***** Listed entries
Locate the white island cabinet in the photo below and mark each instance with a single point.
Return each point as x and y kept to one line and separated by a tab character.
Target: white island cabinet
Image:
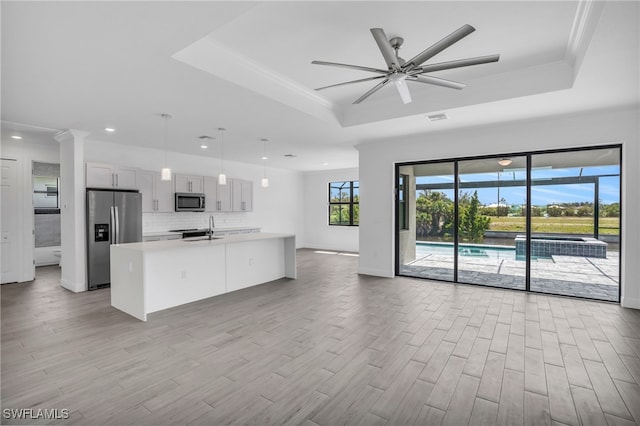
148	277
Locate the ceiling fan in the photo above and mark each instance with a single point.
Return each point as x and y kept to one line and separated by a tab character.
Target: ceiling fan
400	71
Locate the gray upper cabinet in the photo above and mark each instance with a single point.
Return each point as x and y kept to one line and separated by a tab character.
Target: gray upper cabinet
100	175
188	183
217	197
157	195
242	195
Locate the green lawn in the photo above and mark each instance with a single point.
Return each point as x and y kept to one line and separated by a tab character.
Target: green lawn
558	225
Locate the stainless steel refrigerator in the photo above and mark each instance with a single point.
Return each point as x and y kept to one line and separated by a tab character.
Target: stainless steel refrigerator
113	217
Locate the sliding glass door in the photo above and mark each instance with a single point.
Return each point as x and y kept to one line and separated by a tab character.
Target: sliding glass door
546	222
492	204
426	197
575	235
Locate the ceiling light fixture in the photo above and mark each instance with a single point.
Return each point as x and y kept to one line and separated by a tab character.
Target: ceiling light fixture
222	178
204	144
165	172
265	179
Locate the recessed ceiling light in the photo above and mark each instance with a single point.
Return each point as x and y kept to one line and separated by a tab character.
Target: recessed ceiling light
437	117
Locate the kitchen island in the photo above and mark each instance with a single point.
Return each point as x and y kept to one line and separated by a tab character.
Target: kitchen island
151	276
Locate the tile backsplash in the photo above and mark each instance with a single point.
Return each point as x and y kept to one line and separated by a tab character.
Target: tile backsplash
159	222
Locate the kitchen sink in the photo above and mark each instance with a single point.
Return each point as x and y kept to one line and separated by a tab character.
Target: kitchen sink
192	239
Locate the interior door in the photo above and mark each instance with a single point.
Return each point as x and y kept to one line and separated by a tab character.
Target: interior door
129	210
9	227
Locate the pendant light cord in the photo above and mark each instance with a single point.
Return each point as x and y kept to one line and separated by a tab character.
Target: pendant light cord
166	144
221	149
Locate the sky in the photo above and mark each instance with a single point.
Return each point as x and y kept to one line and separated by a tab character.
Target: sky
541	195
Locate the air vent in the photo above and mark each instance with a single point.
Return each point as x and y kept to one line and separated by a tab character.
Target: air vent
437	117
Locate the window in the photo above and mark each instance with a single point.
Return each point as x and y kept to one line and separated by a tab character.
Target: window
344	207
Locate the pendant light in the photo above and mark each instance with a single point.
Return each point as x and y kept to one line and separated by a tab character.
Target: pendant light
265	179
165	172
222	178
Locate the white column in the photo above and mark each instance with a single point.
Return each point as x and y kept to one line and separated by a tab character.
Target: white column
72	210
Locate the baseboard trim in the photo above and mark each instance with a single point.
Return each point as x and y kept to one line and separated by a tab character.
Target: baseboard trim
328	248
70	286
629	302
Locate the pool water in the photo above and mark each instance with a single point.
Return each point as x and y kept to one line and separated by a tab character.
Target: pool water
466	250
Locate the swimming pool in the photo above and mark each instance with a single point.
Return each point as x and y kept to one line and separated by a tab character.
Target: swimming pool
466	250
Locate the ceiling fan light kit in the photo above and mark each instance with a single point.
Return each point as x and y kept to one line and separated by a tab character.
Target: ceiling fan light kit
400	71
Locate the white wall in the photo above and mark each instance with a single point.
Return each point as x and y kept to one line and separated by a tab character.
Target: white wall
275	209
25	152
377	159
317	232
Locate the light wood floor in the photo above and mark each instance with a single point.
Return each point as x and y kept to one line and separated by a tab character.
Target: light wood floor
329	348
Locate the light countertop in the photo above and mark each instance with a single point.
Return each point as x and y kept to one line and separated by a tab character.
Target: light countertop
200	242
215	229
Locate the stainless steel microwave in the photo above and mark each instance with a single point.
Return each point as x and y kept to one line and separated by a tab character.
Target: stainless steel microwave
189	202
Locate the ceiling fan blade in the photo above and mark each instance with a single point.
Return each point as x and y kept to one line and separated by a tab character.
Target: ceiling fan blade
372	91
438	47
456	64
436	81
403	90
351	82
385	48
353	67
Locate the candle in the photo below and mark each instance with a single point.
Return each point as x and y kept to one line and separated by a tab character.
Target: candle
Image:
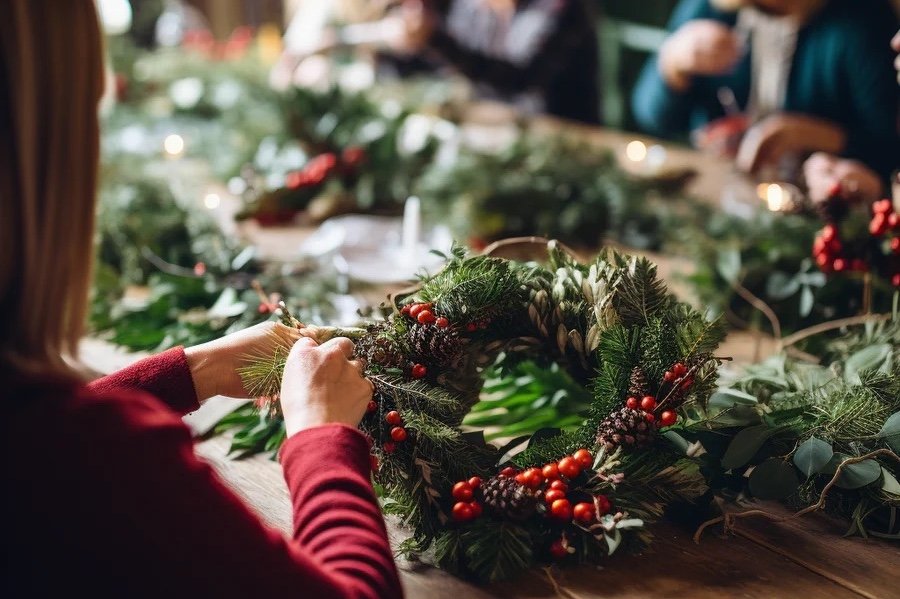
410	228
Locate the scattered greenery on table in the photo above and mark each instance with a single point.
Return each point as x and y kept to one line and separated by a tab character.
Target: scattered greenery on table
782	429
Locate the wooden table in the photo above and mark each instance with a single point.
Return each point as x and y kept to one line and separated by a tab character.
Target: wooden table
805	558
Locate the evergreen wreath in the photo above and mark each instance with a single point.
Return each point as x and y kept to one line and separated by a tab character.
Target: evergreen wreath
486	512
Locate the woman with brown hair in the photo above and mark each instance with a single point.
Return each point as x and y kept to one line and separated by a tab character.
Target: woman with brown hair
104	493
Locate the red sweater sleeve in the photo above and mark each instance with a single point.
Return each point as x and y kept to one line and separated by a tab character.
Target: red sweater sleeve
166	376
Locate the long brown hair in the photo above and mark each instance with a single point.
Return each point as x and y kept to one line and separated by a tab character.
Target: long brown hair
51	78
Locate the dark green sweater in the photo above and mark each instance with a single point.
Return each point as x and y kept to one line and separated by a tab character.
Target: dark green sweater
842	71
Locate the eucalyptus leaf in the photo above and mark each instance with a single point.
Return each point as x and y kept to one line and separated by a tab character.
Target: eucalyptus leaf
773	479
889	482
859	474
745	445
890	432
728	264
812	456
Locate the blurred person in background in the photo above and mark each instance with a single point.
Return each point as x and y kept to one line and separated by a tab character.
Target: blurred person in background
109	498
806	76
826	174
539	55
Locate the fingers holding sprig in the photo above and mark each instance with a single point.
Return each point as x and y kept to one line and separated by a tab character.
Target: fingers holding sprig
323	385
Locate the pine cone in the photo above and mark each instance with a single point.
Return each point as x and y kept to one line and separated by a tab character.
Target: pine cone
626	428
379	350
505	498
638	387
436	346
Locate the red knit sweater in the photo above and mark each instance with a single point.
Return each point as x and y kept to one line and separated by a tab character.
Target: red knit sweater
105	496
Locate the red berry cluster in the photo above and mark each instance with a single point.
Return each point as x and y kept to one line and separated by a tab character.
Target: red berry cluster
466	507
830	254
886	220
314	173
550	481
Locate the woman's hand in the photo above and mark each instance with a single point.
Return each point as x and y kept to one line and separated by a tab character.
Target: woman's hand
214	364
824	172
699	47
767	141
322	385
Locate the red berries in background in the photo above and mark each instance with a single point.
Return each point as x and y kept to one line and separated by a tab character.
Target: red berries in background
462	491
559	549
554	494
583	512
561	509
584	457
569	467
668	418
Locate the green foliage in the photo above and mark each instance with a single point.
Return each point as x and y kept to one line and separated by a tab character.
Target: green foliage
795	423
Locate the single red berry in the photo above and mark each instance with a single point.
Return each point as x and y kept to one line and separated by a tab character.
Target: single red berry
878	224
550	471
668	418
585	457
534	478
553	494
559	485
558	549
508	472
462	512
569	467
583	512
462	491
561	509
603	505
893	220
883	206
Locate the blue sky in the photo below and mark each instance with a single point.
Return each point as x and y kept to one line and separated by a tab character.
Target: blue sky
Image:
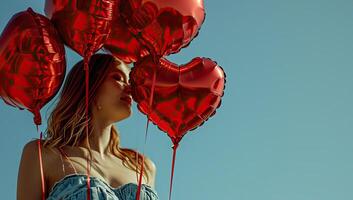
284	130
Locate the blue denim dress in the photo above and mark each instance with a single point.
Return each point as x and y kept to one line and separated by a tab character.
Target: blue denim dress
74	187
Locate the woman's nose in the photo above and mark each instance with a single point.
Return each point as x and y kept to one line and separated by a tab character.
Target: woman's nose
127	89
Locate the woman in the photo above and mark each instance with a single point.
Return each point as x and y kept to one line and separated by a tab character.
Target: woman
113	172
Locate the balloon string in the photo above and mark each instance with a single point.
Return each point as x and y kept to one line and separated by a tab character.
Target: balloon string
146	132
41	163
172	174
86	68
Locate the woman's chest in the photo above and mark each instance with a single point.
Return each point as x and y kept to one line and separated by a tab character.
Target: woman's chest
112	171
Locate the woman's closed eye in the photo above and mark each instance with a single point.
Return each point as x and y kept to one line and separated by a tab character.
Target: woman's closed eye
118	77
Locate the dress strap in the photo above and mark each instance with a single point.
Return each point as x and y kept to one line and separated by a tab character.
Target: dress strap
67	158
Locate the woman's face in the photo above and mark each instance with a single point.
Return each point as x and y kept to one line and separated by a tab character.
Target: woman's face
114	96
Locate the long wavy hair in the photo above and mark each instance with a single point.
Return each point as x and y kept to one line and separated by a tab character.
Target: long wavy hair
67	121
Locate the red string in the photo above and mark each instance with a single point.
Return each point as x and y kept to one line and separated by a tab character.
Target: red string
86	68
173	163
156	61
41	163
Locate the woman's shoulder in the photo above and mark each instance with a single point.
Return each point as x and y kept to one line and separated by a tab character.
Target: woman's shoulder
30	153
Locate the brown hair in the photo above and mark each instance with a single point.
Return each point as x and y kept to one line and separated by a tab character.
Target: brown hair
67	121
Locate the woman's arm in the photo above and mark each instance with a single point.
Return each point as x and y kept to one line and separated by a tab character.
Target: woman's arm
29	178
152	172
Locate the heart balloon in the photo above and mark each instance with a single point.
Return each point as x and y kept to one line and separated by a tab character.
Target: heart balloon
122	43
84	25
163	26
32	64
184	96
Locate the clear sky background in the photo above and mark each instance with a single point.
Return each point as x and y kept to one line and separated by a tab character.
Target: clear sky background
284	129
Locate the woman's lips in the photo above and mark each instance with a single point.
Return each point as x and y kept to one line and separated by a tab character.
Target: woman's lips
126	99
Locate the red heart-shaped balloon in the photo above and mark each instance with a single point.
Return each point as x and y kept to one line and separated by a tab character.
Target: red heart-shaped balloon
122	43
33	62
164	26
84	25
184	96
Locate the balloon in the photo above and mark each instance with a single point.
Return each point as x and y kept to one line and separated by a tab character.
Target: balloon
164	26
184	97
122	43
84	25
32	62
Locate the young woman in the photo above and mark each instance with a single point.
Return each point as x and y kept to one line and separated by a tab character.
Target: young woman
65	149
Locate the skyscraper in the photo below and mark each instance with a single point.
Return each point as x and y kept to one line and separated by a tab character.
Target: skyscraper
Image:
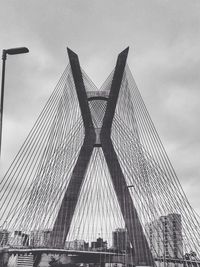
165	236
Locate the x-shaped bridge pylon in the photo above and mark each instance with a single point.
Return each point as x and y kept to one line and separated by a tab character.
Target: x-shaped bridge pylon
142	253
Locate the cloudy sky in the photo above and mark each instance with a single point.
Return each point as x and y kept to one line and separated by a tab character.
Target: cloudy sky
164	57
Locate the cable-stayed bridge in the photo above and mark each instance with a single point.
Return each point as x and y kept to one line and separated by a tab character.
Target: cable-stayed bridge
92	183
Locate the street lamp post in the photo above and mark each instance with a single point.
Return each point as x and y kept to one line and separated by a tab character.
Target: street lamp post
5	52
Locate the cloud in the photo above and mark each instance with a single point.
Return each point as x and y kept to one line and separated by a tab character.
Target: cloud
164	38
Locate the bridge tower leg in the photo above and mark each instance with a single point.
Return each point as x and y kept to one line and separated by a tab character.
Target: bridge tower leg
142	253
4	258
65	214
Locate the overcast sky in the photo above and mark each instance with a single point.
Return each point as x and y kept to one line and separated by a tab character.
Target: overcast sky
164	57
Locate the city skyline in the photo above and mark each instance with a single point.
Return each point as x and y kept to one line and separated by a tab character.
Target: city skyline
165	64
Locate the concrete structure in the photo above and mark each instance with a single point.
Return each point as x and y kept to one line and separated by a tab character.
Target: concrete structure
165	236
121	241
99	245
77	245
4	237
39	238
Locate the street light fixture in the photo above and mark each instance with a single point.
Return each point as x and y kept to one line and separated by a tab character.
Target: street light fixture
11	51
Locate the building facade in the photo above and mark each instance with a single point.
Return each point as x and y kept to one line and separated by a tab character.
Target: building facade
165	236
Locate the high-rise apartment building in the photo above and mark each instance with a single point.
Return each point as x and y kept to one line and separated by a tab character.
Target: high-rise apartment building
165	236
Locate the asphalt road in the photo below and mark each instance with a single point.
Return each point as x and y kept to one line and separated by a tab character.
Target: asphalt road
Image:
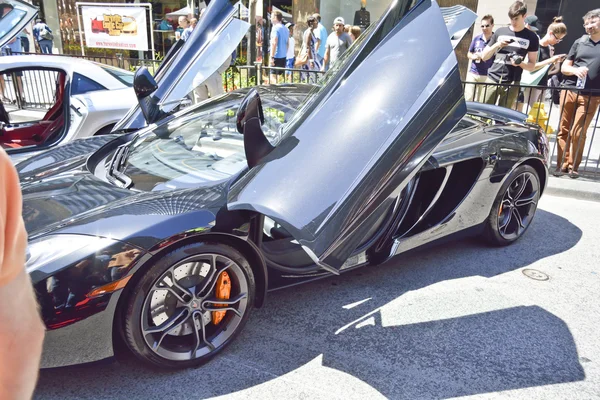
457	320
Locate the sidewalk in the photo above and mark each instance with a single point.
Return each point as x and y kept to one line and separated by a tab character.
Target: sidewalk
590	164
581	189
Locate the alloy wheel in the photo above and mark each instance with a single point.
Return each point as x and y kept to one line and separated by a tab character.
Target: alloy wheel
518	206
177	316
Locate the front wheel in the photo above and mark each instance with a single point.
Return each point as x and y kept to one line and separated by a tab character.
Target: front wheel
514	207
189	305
**********
Requirement
Among the records above, extract exactly the lines from the line with "Target: city skyline" to the line with "Locate the street light", both lines included, and leave out the rest.

Response box
Target: city skyline
165	64
Locate the concrete structure in the photo above and mark each instance with a single point.
Return each point as x and y kept to one line and separated by a tab character.
Target: concrete structure
165	236
121	241
99	245
77	245
4	237
39	238
Locate the street light fixture in the photo above and mark each instance with a single point.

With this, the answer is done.